### TASK STATEMENT
In the article below about Prime Day and Amazon's workers, reproduce the passage from "The recent union" up to and including "teeth this year.", word for word.

### SELECTED TEXT

On Prime Day, Organizers Want You to Think of the Workers


In case our homepage didn’t tip you off, today (and tomorrow) is Prime Day. For Prime members, that means deals, deals, deals. For Amazon’s warehouse workers, it usually means mandatory extra time, or MET as the company abbreviates it. MET intensifies an already taxing work schedule: A typical warehouse shift consists of 10 hours of unrelenting physical labor with two 30-minute breaks. (Policies are less consistent for delivery drivers, since most of them work for a network of contractors, but suffice to say their workloads will ramp up comparably.) At the same time, something else is intensifying: scrutiny into Amazon’s working conditions.

The recent union drive in Bessemer, Alabama, brought national attention to labor issues at the ecommerce giant, attracting criticism from the likes of Bernie Sanders and Representative Andy Levin of Michigan, who sits on the House Committee on Education and Labor. Earlier this month The Washington Post published a report calling out the Amazon’s poor safety record, and last week The New York Times followed up with an investigation into the company’s HR failures and head-spinning turnover rate during the pandemic. Jeff Bezos nodded at some of the criticism in a letter to shareholders in April, pledging to make Amazon “Earth’s Best Employer” and “Earth’s Safest Place to Work” (even as he prepares to leave Earth behind). While labor protests around Prime Day are nothing new, they arguably have more teeth this year.

### RECORD SET
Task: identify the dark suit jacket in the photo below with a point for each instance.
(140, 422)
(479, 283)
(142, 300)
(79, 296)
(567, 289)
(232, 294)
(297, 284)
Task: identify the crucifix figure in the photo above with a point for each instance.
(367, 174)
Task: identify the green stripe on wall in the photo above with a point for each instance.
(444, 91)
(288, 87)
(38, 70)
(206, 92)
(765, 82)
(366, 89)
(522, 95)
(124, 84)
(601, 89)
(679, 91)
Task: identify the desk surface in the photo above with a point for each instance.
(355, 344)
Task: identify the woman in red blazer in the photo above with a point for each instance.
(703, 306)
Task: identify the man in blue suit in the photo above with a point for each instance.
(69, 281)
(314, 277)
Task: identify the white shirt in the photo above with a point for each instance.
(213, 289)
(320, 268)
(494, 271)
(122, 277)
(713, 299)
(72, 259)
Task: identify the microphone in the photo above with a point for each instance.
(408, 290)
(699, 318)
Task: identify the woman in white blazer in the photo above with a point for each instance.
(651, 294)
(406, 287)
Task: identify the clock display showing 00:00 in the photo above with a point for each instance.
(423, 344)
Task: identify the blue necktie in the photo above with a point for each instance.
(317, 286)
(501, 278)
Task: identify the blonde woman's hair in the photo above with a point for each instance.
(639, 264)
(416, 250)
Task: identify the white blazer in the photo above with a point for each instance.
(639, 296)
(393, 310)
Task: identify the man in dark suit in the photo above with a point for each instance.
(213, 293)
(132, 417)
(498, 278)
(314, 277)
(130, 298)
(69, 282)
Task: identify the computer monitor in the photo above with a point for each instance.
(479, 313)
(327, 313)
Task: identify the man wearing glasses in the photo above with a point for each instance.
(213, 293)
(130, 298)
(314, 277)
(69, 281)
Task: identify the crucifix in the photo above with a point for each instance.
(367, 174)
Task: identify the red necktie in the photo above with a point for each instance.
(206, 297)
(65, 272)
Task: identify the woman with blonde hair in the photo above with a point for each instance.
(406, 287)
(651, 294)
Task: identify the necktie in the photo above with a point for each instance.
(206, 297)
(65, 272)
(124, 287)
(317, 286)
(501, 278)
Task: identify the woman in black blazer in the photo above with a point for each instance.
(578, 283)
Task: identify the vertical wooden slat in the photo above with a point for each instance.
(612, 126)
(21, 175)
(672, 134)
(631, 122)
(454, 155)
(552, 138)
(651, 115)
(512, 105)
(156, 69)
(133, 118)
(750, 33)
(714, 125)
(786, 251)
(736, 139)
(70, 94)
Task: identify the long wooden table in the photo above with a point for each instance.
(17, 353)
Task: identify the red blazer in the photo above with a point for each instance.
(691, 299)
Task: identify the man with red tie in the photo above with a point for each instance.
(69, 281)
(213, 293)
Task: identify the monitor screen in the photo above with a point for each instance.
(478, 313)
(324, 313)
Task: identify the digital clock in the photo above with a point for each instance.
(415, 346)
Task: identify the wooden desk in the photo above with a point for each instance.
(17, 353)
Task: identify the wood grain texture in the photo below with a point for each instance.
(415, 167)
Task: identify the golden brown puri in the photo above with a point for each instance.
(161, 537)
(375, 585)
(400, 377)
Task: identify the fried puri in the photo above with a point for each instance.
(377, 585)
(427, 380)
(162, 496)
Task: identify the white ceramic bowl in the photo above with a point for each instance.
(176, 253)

...

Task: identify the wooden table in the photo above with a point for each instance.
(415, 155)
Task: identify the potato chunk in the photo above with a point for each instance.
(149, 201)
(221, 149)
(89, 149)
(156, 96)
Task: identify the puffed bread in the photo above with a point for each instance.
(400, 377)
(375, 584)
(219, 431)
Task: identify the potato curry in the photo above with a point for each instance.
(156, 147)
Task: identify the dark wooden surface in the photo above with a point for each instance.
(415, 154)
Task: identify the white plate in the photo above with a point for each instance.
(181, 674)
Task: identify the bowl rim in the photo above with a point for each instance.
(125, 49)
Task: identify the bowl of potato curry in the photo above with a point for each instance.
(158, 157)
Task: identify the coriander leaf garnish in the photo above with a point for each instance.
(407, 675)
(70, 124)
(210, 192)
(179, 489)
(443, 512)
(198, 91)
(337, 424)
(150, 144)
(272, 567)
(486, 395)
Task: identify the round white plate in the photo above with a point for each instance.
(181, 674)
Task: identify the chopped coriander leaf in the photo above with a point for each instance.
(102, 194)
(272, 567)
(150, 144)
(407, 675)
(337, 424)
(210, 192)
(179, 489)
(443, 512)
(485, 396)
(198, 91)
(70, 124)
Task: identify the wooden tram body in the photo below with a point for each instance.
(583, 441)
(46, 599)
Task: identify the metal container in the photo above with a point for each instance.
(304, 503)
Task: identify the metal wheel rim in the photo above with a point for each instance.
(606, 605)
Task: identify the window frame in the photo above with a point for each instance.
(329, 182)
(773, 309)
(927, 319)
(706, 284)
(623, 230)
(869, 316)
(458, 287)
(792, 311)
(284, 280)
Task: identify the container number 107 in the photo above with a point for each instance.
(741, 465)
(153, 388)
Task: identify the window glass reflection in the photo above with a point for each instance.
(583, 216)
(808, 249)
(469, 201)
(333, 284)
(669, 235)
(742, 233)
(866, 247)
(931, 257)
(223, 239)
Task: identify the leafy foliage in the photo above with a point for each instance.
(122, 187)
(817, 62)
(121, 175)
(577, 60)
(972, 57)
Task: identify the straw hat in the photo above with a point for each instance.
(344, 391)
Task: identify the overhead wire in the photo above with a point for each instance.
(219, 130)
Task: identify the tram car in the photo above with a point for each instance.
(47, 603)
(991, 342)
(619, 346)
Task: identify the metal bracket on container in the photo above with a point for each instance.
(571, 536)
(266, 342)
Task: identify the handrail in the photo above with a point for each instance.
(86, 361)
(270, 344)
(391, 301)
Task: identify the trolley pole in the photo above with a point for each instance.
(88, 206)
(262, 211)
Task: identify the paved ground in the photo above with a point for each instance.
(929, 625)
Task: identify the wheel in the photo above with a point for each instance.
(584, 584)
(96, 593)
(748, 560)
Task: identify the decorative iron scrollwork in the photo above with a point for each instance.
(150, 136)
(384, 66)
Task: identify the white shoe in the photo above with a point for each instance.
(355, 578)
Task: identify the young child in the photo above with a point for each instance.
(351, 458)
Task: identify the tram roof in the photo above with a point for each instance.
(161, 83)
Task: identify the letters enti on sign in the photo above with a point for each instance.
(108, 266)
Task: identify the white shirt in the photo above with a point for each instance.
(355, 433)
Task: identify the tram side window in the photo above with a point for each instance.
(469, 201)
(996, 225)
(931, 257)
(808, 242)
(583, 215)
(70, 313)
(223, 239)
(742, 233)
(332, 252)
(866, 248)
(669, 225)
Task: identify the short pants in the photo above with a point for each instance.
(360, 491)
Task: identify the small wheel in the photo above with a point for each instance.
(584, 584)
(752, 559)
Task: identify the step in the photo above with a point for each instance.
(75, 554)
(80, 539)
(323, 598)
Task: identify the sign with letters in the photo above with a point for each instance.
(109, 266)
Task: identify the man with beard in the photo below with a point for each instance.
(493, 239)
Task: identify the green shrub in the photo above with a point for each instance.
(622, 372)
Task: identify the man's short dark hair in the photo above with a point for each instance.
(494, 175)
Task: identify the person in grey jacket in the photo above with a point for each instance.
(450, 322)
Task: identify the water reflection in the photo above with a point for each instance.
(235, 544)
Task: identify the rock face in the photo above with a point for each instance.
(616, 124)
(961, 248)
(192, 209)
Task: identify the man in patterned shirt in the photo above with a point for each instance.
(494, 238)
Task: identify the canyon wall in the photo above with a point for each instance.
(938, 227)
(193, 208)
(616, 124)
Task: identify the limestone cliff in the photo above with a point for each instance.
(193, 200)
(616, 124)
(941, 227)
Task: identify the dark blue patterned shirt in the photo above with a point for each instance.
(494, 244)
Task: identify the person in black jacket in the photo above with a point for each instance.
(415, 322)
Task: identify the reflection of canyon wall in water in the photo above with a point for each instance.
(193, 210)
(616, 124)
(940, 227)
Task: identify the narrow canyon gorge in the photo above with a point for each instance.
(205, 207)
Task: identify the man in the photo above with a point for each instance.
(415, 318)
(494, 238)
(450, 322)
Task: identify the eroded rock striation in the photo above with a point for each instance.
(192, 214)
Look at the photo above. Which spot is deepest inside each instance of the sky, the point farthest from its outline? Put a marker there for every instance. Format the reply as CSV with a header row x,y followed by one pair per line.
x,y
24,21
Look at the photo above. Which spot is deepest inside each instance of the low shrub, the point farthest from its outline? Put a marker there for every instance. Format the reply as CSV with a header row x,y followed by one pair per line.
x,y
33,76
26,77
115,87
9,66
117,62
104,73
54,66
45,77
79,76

---

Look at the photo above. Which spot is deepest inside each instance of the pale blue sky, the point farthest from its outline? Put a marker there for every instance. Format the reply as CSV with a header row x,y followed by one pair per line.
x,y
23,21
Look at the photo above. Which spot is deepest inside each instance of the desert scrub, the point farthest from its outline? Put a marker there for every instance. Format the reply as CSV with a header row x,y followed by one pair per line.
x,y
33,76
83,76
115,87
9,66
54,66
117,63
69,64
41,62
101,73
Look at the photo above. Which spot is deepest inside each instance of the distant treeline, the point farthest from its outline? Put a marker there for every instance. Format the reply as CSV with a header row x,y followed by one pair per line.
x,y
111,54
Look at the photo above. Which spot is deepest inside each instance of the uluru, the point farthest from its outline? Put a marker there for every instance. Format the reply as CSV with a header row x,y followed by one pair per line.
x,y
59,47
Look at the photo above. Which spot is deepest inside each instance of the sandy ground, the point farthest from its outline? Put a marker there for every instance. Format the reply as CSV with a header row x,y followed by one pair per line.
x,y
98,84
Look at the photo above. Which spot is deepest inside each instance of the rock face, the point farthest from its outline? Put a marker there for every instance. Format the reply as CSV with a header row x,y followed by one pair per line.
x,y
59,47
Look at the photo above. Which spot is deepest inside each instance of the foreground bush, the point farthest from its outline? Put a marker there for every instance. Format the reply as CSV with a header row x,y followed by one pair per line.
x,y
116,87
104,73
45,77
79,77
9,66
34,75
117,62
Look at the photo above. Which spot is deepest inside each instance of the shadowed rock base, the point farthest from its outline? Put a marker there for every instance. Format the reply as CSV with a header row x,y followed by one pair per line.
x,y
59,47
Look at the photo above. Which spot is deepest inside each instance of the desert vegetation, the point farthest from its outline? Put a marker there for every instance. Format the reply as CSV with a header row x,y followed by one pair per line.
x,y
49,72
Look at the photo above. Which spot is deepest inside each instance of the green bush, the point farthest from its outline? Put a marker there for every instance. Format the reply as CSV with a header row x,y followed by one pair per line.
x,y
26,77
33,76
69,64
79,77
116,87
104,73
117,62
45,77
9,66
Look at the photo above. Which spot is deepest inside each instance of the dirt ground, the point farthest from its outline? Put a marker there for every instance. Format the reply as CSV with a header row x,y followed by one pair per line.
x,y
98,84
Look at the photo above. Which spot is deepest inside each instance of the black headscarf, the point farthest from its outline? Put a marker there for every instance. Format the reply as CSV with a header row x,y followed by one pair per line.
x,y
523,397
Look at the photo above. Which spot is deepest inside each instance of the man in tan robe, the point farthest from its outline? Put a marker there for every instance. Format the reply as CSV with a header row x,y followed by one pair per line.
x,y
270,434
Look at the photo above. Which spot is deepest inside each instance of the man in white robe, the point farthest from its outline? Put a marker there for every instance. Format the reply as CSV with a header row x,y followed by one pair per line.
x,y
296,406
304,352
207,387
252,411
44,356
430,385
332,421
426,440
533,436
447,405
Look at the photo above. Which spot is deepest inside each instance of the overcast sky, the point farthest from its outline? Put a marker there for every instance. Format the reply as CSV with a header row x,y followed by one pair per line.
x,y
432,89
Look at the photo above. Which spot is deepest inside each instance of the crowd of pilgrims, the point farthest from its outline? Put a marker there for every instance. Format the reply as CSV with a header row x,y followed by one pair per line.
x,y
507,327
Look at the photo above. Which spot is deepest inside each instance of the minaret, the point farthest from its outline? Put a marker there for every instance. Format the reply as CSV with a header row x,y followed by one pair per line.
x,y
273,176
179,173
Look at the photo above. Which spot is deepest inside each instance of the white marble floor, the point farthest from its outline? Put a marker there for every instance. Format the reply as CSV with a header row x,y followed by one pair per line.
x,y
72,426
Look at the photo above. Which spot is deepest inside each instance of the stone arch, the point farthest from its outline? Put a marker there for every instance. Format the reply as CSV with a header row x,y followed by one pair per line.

### REPLY
The recent union drive in Bessemer, Alabama, brought national attention to labor issues at the ecommerce giant, attracting criticism from the likes of Bernie Sanders and Representative Andy Levin of Michigan, who sits on the House Committee on Education and Labor. Earlier this month The Washington Post published a report calling out the Amazon’s poor safety record, and last week The New York Times followed up with an investigation into the company’s HR failures and head-spinning turnover rate during the pandemic. Jeff Bezos nodded at some of the criticism in a letter to shareholders in April, pledging to make Amazon “Earth’s Best Employer” and “Earth’s Safest Place to Work” (even as he prepares to leave Earth behind). While labor protests around Prime Day are nothing new, they arguably have more teeth this year.